We always come back from Tulsa wishing there were a way to bring back to our home congregation that same spirit and fire we see and feel and experience up there. What are the differences? Why is being in Tulsa so radically different from being in our home churches? Is it because Jeff Walling and Terry Rush and Rubel Shelly and Randy Harris are preaching? Is it because Keith Lancaster is leading singing? Is it because there are so many people there? Is it because 99-percent of the people there are all going there for pretty much the same reasons? Is it just because we’re in a different location? There is an unmistakable fire and energy there that feeds me. And I can’t wait.

Tomorrow is also our Day of Prayer and Fasting at Legacy in preparation for Missions Sunday. And, be assured, I’m holding off on the jalapeno potato chips, the Whoppers, and the Little Debbies until Thursday morning. Those are my traveling foods. But I’m fasting with the rest of our church body during this day of prayer and preparation.

Please remember to encourage each other tomorrow. Call or email your friends. Keep in touch. Get together sometime during the day for an hour of prayer. Use the building here for those times. Or just kneel with a buddy in your living room or kitchen. The prayer meeting here at Legacy Wednesday night at 6:00 will also be a wonderful time for mutual encouragement. And while you’re breaking your fast with a bagel and coffee here at the building Thursday morning, I’ll be doing the same with a continental breakfast at the Hampton Inn.

The blogging will be short and sporadic for the next few days. May our God bless us all with his vision and his passion for lost souls as we pray and prepare for Missions Sunday.

Peace,

Allan

One Of The 99

Thank you, Chris (Rob’s Dad).

In a comment regarding yesterday’s post, Chris writes, “What happens if one of the 99 is really not safe? Everything looks good on the outside but they are broken and hurt on the inside.”
##########
_TASK TO COMPLETE:_
Pick up the blog post above where it stops and continue writing it from its last sentence.

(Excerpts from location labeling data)
##########
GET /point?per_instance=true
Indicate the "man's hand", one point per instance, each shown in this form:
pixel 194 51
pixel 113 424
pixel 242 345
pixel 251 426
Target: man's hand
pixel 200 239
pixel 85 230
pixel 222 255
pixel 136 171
##########
_RESULT:_
Something happened in our Small Group Sunday night that hit me in the face like a Kenny Rogers uppercut. I’ve been thinking about it and talking it about for the past two and a half days. But I’ve been double-clutching like Dirk at the buzzer, apprehensive about sharing it on the blog. (OK, no more sports references.) Chris’ comment has pushed me now to share this. If you’re impacted by it half as much as I was, it’ll radically change the way you see things. And hopefully the way we act.

In looking at Luke 15 again, our group was exploring the subtle forms of “muttering” (Luke 15:2) that take place in the Church today against “tax collectors and sinners.” We discussed the hard-hitting question of whether Legacy attracts or repels those who are lost. Do the way we act and the things we do reach out to those marginalized by society or drive them away?

And Virginia is right there in the middle of us, sitting at my dining room table.

Virginia and Bobby were spending the night in their car in the Walgreen’s parking lot down the street from our church building when they showed up here looking for some help six weeks ago. Tatoos on their arms and necks. Smoking. Out of work and out of luck. Pregnant. Again. And carrying with them, in addition to all their wordly possessions in the back of their car, a history of alcohol and drug abuse, physical abuse, prison time, rejection, dejection, and all the physical and emotional scars that come from a life most of us reading this blog can never imagine.

And she’s crying.

She’s been coming to our Small Group for the past four or five weeks. (We still can’t get Bobby there, but we’re not giving up.) She’s been helped and encouraged and loved by everybody in our group for over a month.

And she’s crying.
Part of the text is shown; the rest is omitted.